» **Required actions**:
1. Answer these about the charging-system thread, one line each:
(a) What does the regulator's battery-charging output pass through before it reaches the battery?
(b) What voltage was measured right at the regulator's output?
(c) What setting will the multimeter be switched to for the next check on the alternator?
2. Write the next part of the charging-system thread, picking up after its last sentence.

» **Document section**:
I am not sure why they did not run the output to the battery directly either, but I'm sure some engineer somewhere thought it was a good idea to do it the way they did.
Good luck, and I look forward to hearing that you found and fixed the problem.

[Hondawggie]

I checked the DC voltage output of the regulator at the nearest point to the regulator.

Since the regulator's output is not wired directly to the "+" battery terminal -- the regulator's battery-recharging voltage output goes through the starter relay (sheesh),  I thought "maybe the voltage regulator is in fact putting out correct battery-charging voltage of 14vdc, and the reason I don't see the 14vdc across the battery at 3000rpm is -- there is an open circuit in, maybe, the starter relay that is blocking the regulator's 14vdc from getting to the battery."

NO SUCH LUCK.    The voltage right out of the regulator is only 12 volts.

So here's what I thought -- "maybe the alternator is not outputting the expected AC voltage to the rectifier.  I'll set my multimeter to AC volts and, with all the harness still connected, check for AC voltage output from the alternator."

» **Information given**:
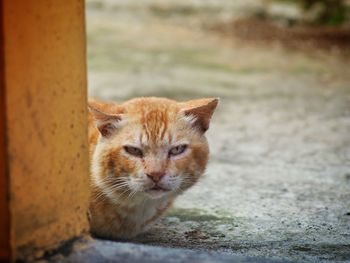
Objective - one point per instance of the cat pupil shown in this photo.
(178, 150)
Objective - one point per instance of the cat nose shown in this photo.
(155, 176)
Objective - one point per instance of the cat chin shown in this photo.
(156, 194)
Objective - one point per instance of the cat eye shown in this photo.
(133, 151)
(177, 150)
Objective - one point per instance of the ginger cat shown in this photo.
(143, 154)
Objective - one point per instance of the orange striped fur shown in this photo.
(143, 154)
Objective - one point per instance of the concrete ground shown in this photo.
(278, 183)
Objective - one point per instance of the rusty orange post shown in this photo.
(44, 159)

» **Answers by task**:
1.
(a) The starter relay.
(b) Only 12 volts.
(c) AC volts.

2.
I saw ZERO volts AC on all 3 of the yellow wires coming from the alternator. 

Now, a couple caveats.

1) I don't know what AC voltage is supposed to come out of the alternator with the bike running, it's not in the Clymer manual I have.


2) I'm not 100% sure how to set the "+" and "-" black and red probes of my multimeter to try to read AC volts.
- I started the bike and used the choke to keep her revved at 3000rpm

- and I measured between each pair of the 3 yellow wires from the alternator - ZERO VOLTS AC.

- then I measured, one at a time, the AC  between ground and each of the 3 yellow wires out of the alternator.  Again, zero volts AC.

3) Then I thought "maybe the 12 volts DC *input* to the alternator is missing."  NOPE.  With the ignition key on, motor not running, I measure 12 volts DC from the black wire to ground, and 12 volts DC from the white wire to ground.   The black and white wire are each connected to one of the 2 brushes and provide the DC voltage for the rotor.

So right now I'm stumped.   

Yesterday (if you read above) you'll see I checked out the original rectifier/voltage regulator unit -- at least the rectifier part is good -- this unit was handed to me by the seller in a box because he put in a new regulator/rectifier.

So I haven't checked the rectifier/regulator in the bike.  But since the old unit that he took off the bike seems OK, I doubt the new one on the bike is bad.

ANYONE HAVE ANY IDEAS?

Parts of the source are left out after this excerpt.